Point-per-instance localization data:
......

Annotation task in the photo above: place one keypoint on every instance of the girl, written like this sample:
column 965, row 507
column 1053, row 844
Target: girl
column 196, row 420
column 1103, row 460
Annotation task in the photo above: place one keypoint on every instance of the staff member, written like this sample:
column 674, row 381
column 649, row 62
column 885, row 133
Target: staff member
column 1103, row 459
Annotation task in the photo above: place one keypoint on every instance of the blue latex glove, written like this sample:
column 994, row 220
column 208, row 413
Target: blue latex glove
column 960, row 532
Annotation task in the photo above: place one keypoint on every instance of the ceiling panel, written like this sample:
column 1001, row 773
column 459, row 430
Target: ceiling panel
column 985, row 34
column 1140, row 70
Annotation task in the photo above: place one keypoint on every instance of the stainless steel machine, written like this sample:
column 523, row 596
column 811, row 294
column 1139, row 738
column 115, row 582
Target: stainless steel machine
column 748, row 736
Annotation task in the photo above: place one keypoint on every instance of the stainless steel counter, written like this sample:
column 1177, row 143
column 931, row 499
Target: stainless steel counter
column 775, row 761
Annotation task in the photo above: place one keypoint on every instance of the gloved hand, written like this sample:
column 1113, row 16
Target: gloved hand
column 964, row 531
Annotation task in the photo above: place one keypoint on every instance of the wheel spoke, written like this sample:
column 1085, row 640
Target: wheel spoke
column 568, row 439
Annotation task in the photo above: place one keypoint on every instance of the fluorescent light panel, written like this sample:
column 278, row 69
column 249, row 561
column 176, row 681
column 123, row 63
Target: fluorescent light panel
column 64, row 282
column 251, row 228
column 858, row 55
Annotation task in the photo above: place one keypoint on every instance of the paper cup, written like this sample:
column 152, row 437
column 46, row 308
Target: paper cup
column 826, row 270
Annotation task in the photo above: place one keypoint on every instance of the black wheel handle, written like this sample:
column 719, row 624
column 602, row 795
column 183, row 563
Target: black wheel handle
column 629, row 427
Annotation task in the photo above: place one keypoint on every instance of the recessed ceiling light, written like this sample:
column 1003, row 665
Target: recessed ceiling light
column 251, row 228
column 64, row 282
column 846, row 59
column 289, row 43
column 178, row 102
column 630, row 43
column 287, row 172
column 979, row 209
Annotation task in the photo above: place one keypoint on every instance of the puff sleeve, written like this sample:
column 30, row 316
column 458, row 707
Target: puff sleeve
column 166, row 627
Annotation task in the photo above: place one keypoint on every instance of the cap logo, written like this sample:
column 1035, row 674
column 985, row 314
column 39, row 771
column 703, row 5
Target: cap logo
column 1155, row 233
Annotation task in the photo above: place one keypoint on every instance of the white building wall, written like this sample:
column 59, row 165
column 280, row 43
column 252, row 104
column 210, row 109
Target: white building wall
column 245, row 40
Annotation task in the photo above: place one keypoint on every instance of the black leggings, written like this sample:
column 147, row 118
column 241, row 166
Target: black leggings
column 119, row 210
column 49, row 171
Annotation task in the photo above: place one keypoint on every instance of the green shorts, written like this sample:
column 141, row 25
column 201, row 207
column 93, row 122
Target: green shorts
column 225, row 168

......

WHAT THE TASK REQUIRES:
Copy out each record word for word.

SOLVED PROBLEM:
Annotation task in the photo above: place one keypoint on every instance of the girl, written like this sample:
column 965, row 507
column 1053, row 844
Target: girl
column 196, row 420
column 1103, row 460
Annotation task in the photo above: place one keypoint on every instance of the staff member, written like this sample:
column 674, row 381
column 649, row 62
column 885, row 133
Target: staff member
column 1103, row 459
Annotation task in the photo above: place one keypoint on every instance of the blue latex glove, written like this sample:
column 994, row 220
column 208, row 413
Target: blue latex glove
column 960, row 532
Annotation task in the photo above: place one keypoint on every instance of the ceiling panel, written like this sample:
column 1001, row 773
column 459, row 430
Target: ceiling panel
column 985, row 34
column 1140, row 70
Annotation task in the photo above: place one keypoint on every instance of the stainless steel machine, written like this sample:
column 523, row 596
column 811, row 294
column 1139, row 738
column 115, row 582
Target: stainless steel machine
column 748, row 736
Annotation task in the photo above: place one keypoint on every instance of the stainless steel counter, written like this sample:
column 1177, row 143
column 931, row 499
Target: stainless steel counter
column 775, row 761
Annotation task in the photo above: place one keypoint on every instance of the gloved hand, written like this sample:
column 1113, row 16
Target: gloved hand
column 964, row 531
Annotation task in the photo above: place one keypoint on every instance of the wheel spoke, written like this sample:
column 1085, row 640
Target: wheel spoke
column 568, row 439
Annotation task in the photo above: place one keypoint on every instance of the fluorescent light panel, written like this sample:
column 278, row 69
column 249, row 561
column 176, row 681
column 123, row 63
Target: fluorescent light panel
column 64, row 282
column 251, row 228
column 858, row 55
Annotation task in the photo above: place one keypoint on every instance of the paper cup, written like this sample:
column 152, row 437
column 46, row 308
Target: paper cup
column 826, row 270
Annotation task in the photo above: place one keypoint on every instance of the black wheel handle, written like this sample:
column 719, row 624
column 602, row 795
column 183, row 563
Target: black wheel handle
column 629, row 427
Annotation task in the photo above: place one keypoint on every instance of the recessed ceiling light, written like this sample:
column 1003, row 665
Target: recessed ceiling light
column 251, row 228
column 64, row 282
column 846, row 59
column 289, row 43
column 178, row 102
column 630, row 43
column 287, row 172
column 979, row 209
Annotation task in the photo above: place one keypoint on every instance of the puff sleeve, written like this sample:
column 30, row 316
column 458, row 707
Target: puff sleeve
column 166, row 627
Annotation task in the photo above: place one keypoint on every instance of the cap logo, written like this sample:
column 1035, row 674
column 985, row 314
column 39, row 771
column 703, row 5
Target: cap logo
column 1155, row 233
Annotation task in the photo above: place one keypoint on every instance of the white building wall, written like this sample:
column 59, row 165
column 280, row 43
column 252, row 104
column 210, row 109
Target: white building wall
column 245, row 40
Annotation task in the photo above: place one keypoint on every instance of the black leggings, written like this sample:
column 147, row 118
column 241, row 166
Target: black leggings
column 119, row 210
column 49, row 171
Annotation task in the photo above: place one keypoint on every instance of the green shorts, written like this sample:
column 141, row 25
column 201, row 207
column 93, row 122
Target: green shorts
column 225, row 168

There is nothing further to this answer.